# TEXTO CITADO
───
Si el destino no le hubiera reservado una grapa a aquel disquete, nada habría garantizado de todos modos que funcionara. Típico era que en el momento menos indicado uno escuchara a la unidad haciendo feo. Muy feo: ráac, ráac , repetitivamente, hasta que apareciera un mensaje en que el autor del sistema operativo mostraba sus escasas dotes para la literatura y su propensión a hacer sufrir al prójimo: “ disco no se puede leer, ¿desea formatear?

El fin de los 80 y principios de los 90 se caracterizó por la invasión TIC (tecnología de información y comunicación) en el hogar, el escritorio, el ámbito personal. Salvo por la conexión telefónica fija, la casa era hasta entonces un nodo periférico en la tecnosfera. Uno recibía los recibos de agua y luz en el buzón, debía contentarse con un menú de cuatro o cinco canales de televisión, caminaba hasta el corredor de la vecina, la pulpería del barrio o al parque del pueblo si quería cotorrear.

Pero cualquier proceso de cambio tiene un ciclo de maduración, y en aquellos, mucho estaba crudo y verde. Había furor (la revista Byte se imprimía con 500 páginas), pero acompañado de incertidumbre. Por ejemplo, ya no había que ir al cine (estos se estaban convirtiendo en sede de cultos panderéticos) porque ahora podía uno ver la película de su agrado en casa. Eso sí, el VHS (o el efímero Betamax), podía de repente quedarse pegado, venir con defectos en el sonido, o marcar la imagen con manchas temblorosas cuando uno daba “pausa” para ir al baño o traer algún antojo de la refri .
───
# DATOS PROPORCIONADOS
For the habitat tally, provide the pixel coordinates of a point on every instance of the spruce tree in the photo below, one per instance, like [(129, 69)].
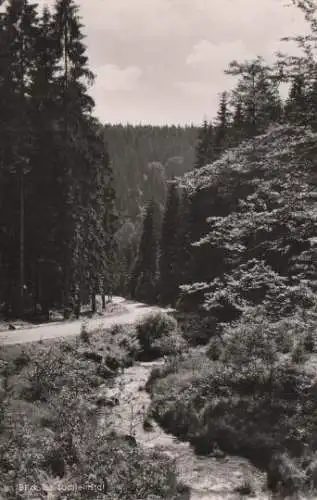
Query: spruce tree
[(257, 93), (144, 278), (221, 136), (18, 36), (169, 248)]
───
# TAREAS POR REALIZAR
1. En el texto citado, reescriba el fragmento que abre con las palabras que contienen "Pero cualquier proceso" y cierra con "de la refri .", cambiando "Betamax" por "Video 2000".
2. Según el texto citado, ¿por qué ya no había que ir al cine? Responda en una o dos oraciones.
3. Conteste estas preguntas sobre el texto citado:
(a) ¿Con cuántas páginas se imprimía la revista Byte?
(b) ¿Cuántos canales de televisión había en el menú con que uno debía contentarse?
(c) ¿Qué mensaje aparecía cuando la unidad no lograba leer el disquete?
Responda basándose únicamente en el texto citado.

# SOLUCIONES
1.
Pero cualquier proceso de cambio tiene un ciclo de maduración, y en aquellos, mucho estaba crudo y verde. Había furor (la revista Byte se imprimía con 500 páginas), pero acompañado de incertidumbre. Por ejemplo, ya no había que ir al cine (estos se estaban convirtiendo en sede de cultos panderéticos) porque ahora podía uno ver la película de su agrado en casa. Eso sí, el VHS (o el efímero Video 2000), podía de repente quedarse pegado, venir con defectos en el sonido, o marcar la imagen con manchas temblorosas cuando uno daba “pausa” para ir al baño o traer algún antojo de la refri .

2. Ya no había que ir al cine porque ahora uno podía ver en casa la película de su agrado.

3.
(a) Se imprimía con 500 páginas.
(b) Había cuatro o cinco canales.
(c) Aparecía el mensaje "disco no se puede leer, ¿desea formatear?".